**Source document**
As for buying a better car, or even the best one, I present the next graph, which correlates prize money with the combined unlock fee and the cost for the best car. In my opinion the price is just too steep to justify investing in the best car, since you might need around 10 races to recoup your investment. If anything, go with a cheaper car than the very best.


Finally, here is the log-log overview graph for the coin mode. As you can see, overall it is very balanced with no clear outlier to exploit.

Prize Money Calculation

The prize money in coin mode is predominantly calculated from:

  • Number of Laps
  • Difficulty
  • (Number of cars if lower than 10)

The baseline I use here is 1 lap and 50 difficulty because it is easy to calculate the prize money for other combinations from the following table. As you move to the right of the table, the difficulty increases, and as you go down, the lapnumber increases. The value at the intersection of row and column is the multiplier that you can apply to the log-log graph shown above.


So, if you get 110000 $ for winning a 1-lap race at 50 % difficulty with the Combine, you would get 220000 for a 11-lap race at the same difficulty or 330000 for a 6-lap race at 100 % difficulty.

Car Technical Data

Car Performance

The menu in which you can choose the cars displays 4 stats of the cars:

  • Speed
  • Acceleration
  • Turbo
  • Grip

The bars representing these values suggest a large disparity between the cars, such that the cheapest option (top left) would be much slower than the most expensive option (bottom right).

Speed

My non-exhaustive testing with 3 different classes (Go-Kart, Vintage Cabriolet and Formula A, in order to have a slow, a medium fast and a very fast datapoint in every category) indicates that the variation in top speed between the cheapest car within a category (blue) and the fastest car in the same category (red) is only in the range of 8% as shown in the next graph. This is the same for all tested categories. 8% is certainly noticeable, but far from the suggested differences in the car menu.

**Task 1**
Print the listing from the line with "For the white" through the end of the listing, including both ends.
The game guide and the listing have no connection to each other.

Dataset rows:
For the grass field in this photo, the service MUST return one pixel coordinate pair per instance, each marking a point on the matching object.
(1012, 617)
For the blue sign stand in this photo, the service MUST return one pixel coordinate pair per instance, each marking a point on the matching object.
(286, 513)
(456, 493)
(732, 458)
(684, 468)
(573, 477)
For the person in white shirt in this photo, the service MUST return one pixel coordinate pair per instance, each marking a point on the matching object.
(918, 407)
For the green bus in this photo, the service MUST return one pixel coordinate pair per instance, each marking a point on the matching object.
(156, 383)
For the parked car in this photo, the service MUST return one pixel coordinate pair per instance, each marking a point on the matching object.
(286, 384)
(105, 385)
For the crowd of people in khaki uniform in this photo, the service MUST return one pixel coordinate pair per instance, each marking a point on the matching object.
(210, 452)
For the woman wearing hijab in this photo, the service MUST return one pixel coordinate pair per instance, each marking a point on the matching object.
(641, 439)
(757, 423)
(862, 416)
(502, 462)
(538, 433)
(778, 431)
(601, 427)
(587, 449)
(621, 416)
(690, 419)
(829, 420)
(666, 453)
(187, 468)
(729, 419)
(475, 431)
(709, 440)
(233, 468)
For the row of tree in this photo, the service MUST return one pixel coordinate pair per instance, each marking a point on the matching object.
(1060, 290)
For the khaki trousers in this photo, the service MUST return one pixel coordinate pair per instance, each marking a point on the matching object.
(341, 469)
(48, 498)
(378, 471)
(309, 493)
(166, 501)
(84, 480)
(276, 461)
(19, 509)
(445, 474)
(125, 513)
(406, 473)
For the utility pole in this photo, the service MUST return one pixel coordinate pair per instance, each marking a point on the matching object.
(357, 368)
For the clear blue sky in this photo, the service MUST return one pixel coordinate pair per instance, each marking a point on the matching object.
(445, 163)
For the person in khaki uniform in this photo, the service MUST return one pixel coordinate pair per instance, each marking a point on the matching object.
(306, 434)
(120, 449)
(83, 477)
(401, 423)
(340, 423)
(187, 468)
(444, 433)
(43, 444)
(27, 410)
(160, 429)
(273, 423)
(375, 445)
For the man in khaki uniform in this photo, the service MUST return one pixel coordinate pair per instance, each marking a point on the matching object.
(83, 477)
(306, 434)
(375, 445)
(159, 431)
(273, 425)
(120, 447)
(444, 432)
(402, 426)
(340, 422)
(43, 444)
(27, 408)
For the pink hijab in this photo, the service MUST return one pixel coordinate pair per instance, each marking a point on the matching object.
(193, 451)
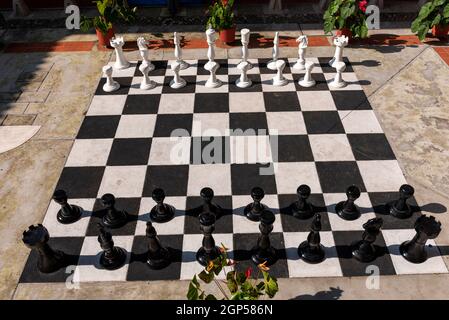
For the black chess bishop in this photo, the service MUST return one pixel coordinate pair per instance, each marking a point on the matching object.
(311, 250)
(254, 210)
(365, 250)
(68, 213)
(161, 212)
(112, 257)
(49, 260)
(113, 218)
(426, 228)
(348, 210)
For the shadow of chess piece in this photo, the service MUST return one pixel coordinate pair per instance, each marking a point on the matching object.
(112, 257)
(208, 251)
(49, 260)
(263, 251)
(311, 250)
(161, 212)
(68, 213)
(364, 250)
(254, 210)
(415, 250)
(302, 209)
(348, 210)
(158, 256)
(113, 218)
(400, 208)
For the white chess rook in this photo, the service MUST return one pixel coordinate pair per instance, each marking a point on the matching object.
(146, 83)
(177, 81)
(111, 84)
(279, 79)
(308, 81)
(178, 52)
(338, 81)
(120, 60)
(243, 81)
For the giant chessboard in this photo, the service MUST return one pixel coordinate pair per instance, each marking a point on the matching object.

**Task 2**
Rewrite the game guide from "Car Performance" to "the car menu.", replacing "Turbo" with "Boost".

**Response 1**
For the white chess rook in this photo, the service MUST return one pixel coordinate pair per instance, each marking a point on the matching object.
(146, 83)
(177, 81)
(111, 84)
(279, 79)
(308, 81)
(178, 52)
(338, 81)
(120, 60)
(243, 81)
For the giant chessboard in this photo, the service MUST return one pixel coordinate pair per instance, each marking a point on the matching object.

**Response 2**
Car Performance

The menu in which you can choose the cars displays 4 stats of the cars:

  • Speed
  • Acceleration
  • Boost
  • Grip

The bars representing these values suggest a large disparity between the cars, such that the cheapest option (top left) would be much slower than the most expensive option (bottom right).

Speed

My non-exhaustive testing with 3 different classes (Go-Kart, Vintage Cabriolet and Formula A, in order to have a slow, a medium fast and a very fast datapoint in every category) indicates that the variation in top speed between the cheapest car within a category (blue) and the fastest car in the same category (red) is only in the range of 8% as shown in the next graph. This is the same for all tested categories. 8% is certainly noticeable, but far from the suggested differences in the car menu.